## Written request
Gather every line of the items below that contains the string "Target", matching it with case taken into account.

======== Listed records

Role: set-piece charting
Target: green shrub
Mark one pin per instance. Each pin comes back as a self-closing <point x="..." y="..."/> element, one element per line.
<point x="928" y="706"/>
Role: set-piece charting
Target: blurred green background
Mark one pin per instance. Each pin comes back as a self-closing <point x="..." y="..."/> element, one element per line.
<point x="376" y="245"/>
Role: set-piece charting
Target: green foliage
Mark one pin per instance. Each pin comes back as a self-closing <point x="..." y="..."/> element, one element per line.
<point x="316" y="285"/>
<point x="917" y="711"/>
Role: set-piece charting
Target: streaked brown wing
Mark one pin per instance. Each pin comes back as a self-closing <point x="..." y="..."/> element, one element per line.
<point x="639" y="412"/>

================
======== Listed records

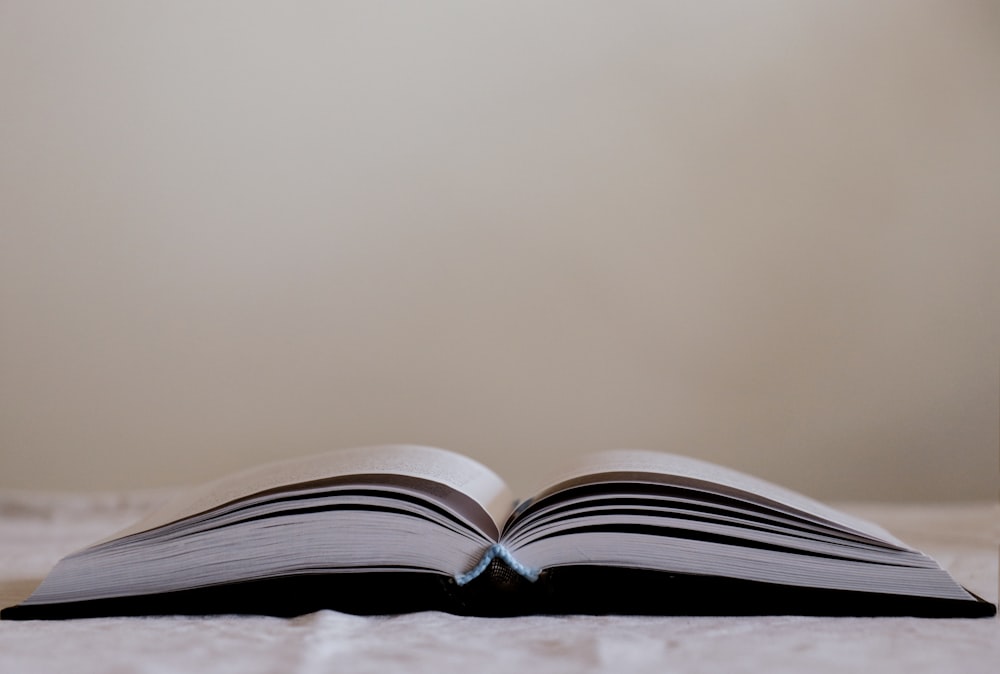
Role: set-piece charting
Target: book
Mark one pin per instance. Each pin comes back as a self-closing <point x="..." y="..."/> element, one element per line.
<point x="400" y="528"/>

================
======== Listed records

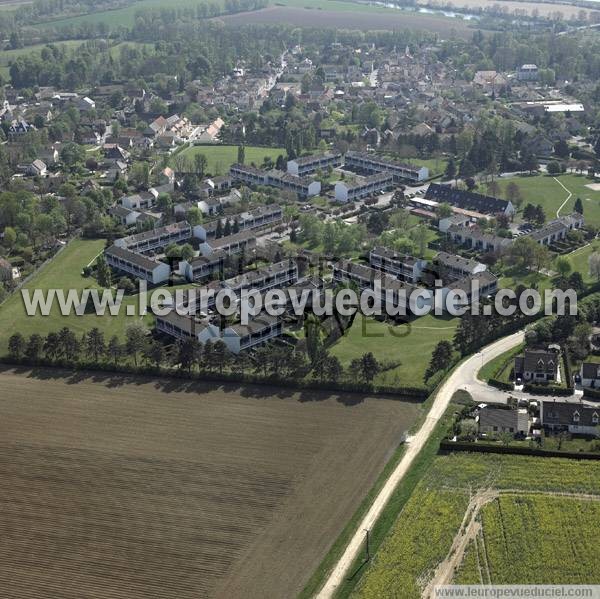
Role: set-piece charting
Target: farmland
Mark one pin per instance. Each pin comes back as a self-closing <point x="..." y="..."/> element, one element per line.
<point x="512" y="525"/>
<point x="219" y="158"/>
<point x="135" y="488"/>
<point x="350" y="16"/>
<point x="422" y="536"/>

================

## Full answer
Target: green shrub
Target: blurred green background
Target: green foliage
Target: streaked brown wing
Target: book
Target: farmland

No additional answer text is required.